Gewehre unterm Christbaum







Foto: Winternitz (pixelio)















































































































Foto: Brigitte Niedermeier (pixelio)

Unsere Besten - hier ist die Hitparade der Weihnachtslieder

Kein Weihnachtsmarkt kommt ohne sie aus, im Kaufhaus quellen sie aus allen Ritzen, bei der Adventsfeier des Sportvereins und beim Krippenspiel gehören sie zum Pflichtprogramm. Im TV-Weihnachtsfilm dudeln sie Atmosphäre herbei. Und mancher geplagte Zuhörer stöhnt: „Ich kann´s nicht mehr hören.“ Aber das ist ein Irrtum. In Wahrheit können wir rund um den Heiligen Abend nicht genug von ihnen kriegen. Hier ist die Hitparade der Weihnachtslieder.

10. „Leise rieselt der Schnee“

So lautet das Erfolgsrezept eines gutbürgerlich-deutschen Weihnachtsliedes, mit dem sich vor etwas über 100 Jahren ein gewisser Eduard Ebel (1839–1905) zeitlos bleibenden Ruhm erschrieb: Man nehme ganz wenige Töne (in Ebels Fall reichten 26) und verknüpfe sie zu einer Melodie, die sich schon ein Vierjähriger schnell merken kann. Man harmonisiere sie in herzzerreißender Terzenseligkeit mit einer fein dosierten Prise Dramatik. Sodann versetze man ihr den sanften Rhythmus eines Hirtenliedes („Siciliano“) und unterlege sie mit einem Text, der nur vage religiöse Bezüge hat (und damit niemanden verschreckt), stattdessen aber die Ursehnsucht nach der „weißen Weihnacht“ in freier Natur und die heimelige Vorfreude aufs Fest kultiviert: „Still und starr ruht der See / weihnachtlich glänzet der Wald: / Freue dich, Christkind kommt bald!“ Servieren sollte man bevorzugt mit Knabenchor und Streichern, es taugen aber auch weit mensurierte Blechbläser.

_MATERIAL_
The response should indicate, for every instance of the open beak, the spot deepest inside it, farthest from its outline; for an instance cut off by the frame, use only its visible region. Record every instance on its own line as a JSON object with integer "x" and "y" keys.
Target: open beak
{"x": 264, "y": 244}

_BITTE BEARBEITEN_
a. Wie lautet der Satz „In Wahrheit können wir rund um den Heiligen Abend nicht genug von ihnen kriegen.“ aus dem Text über die Weihnachtslieder auf Englisch?
b. Warum soll nach dem Erfolgsrezept im Text über die Weihnachtslieder der Liedtext nur vage religiöse Bezüge haben? Antworte in ein bis drei Sätzen.

_LÖSUNGEN_
a. In truth, we can't get enough of them around Christmas Eve.

b. Ein Text mit nur vagen religiösen Bezügen verschreckt niemanden. Stattdessen pflegt er die Sehnsucht nach der „weißen Weihnacht“ in freier Natur und die heimelige Vorfreude aufs Fest.